▽

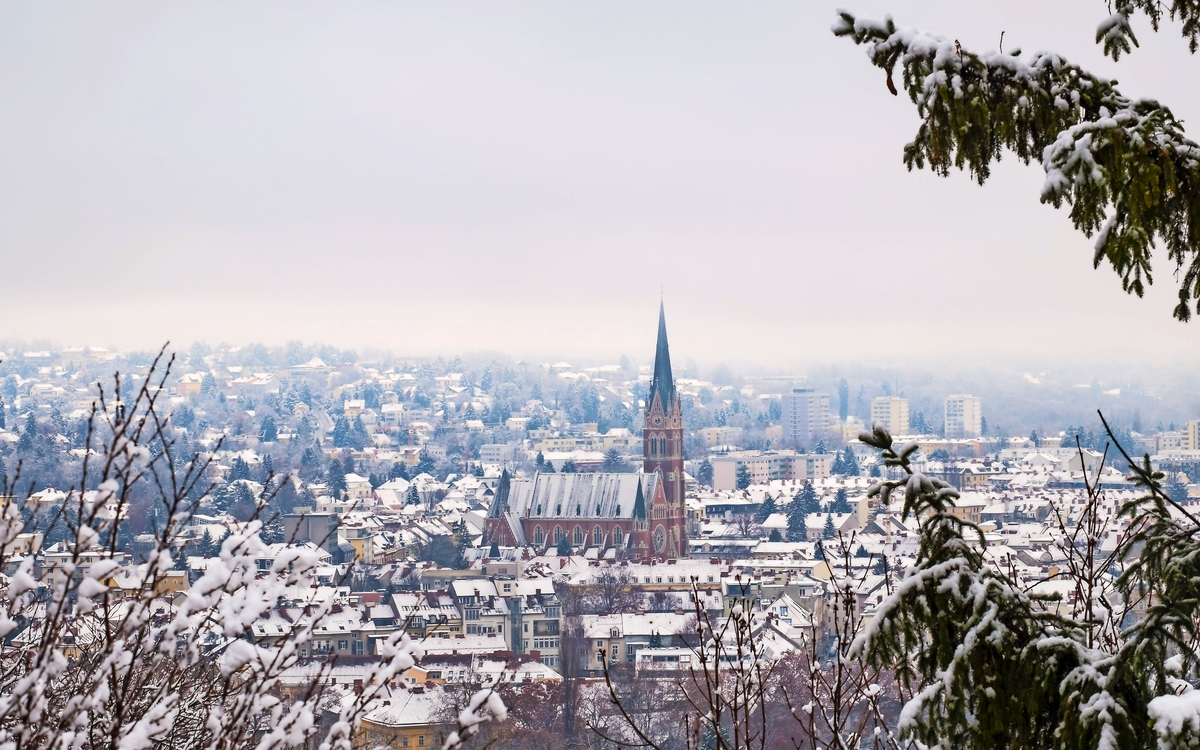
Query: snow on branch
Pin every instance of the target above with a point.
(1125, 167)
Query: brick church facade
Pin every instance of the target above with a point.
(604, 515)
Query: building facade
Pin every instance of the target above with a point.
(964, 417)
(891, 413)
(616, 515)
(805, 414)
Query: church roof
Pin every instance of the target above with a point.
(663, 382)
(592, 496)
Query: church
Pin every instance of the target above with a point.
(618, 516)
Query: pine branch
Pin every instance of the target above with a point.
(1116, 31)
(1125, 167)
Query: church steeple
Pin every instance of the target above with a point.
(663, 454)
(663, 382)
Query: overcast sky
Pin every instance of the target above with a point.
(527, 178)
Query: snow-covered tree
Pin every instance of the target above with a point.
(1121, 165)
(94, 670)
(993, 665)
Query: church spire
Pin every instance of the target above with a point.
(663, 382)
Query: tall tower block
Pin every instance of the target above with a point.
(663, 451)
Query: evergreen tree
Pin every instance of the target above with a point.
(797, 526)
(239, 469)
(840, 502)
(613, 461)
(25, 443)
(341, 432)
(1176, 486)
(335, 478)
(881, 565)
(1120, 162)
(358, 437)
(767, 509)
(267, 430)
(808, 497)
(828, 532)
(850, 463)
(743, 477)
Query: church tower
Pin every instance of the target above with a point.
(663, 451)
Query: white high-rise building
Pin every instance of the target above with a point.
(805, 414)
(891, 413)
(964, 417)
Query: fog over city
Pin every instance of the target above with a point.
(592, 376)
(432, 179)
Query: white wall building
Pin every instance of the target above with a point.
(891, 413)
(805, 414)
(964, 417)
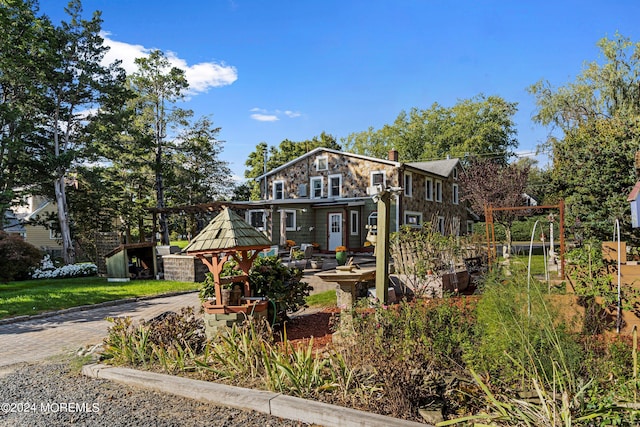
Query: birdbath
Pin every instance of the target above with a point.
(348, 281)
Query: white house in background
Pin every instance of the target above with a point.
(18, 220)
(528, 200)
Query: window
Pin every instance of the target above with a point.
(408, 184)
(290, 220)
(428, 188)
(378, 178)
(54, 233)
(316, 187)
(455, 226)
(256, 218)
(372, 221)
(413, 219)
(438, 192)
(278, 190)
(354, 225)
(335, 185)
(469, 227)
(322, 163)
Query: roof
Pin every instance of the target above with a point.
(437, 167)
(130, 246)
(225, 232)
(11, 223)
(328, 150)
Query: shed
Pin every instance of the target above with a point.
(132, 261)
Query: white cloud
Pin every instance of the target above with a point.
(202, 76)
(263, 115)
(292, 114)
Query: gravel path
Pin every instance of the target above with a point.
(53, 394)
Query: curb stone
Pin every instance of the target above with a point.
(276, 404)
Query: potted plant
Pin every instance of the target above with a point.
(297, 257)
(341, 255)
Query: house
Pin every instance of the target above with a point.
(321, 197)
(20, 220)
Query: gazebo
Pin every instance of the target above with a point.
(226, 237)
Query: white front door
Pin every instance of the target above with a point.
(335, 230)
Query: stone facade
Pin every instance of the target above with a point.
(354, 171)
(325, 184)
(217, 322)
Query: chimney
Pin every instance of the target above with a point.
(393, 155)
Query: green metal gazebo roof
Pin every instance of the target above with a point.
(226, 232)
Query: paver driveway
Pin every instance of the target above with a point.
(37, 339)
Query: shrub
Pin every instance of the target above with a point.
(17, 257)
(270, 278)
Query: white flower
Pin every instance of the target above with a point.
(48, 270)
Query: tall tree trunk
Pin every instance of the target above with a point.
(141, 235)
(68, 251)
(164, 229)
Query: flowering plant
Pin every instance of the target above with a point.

△

> Task item: Scan the records above and show every line in which the word "snow" occurs.

> Result of the exercise:
Query: snow on branch
Query: snow-covered tree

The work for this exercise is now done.